◆ Data for processing ◆
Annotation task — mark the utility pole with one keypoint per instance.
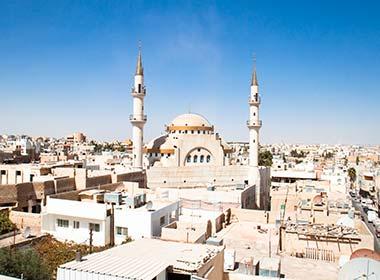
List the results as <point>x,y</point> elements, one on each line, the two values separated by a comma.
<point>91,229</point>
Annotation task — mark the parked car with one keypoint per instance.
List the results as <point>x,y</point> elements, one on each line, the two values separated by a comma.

==

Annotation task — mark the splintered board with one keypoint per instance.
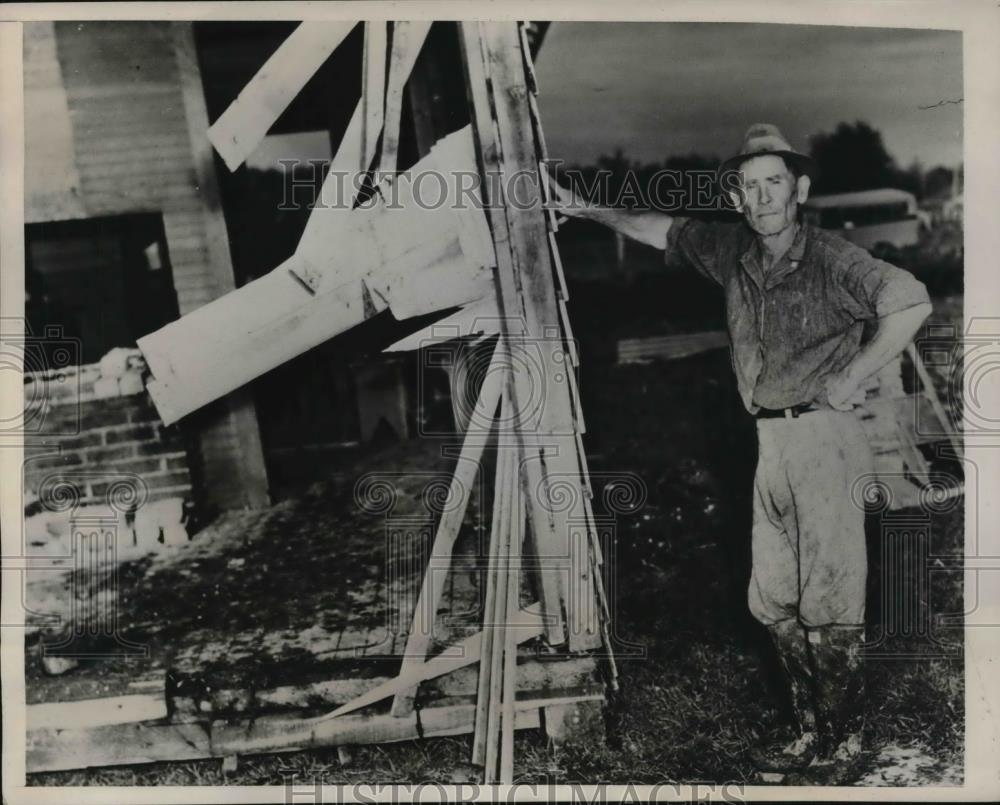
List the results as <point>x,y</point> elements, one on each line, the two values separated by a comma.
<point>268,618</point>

◆ Given request ◆
Can you put the part of the items that opens with the line containing "Annotation task — mark the splintered" and closes with the line containing "<point>268,618</point>" into a numbered list, with both of those lines included, blank lines dropped, and the pictures left out?

◆ Exercise response ◆
1. Annotation task — mark the splintered board with one keypoint per instance.
2. List the results as <point>x,y</point> elements, one on each line, the two values separated by a comma.
3. <point>268,618</point>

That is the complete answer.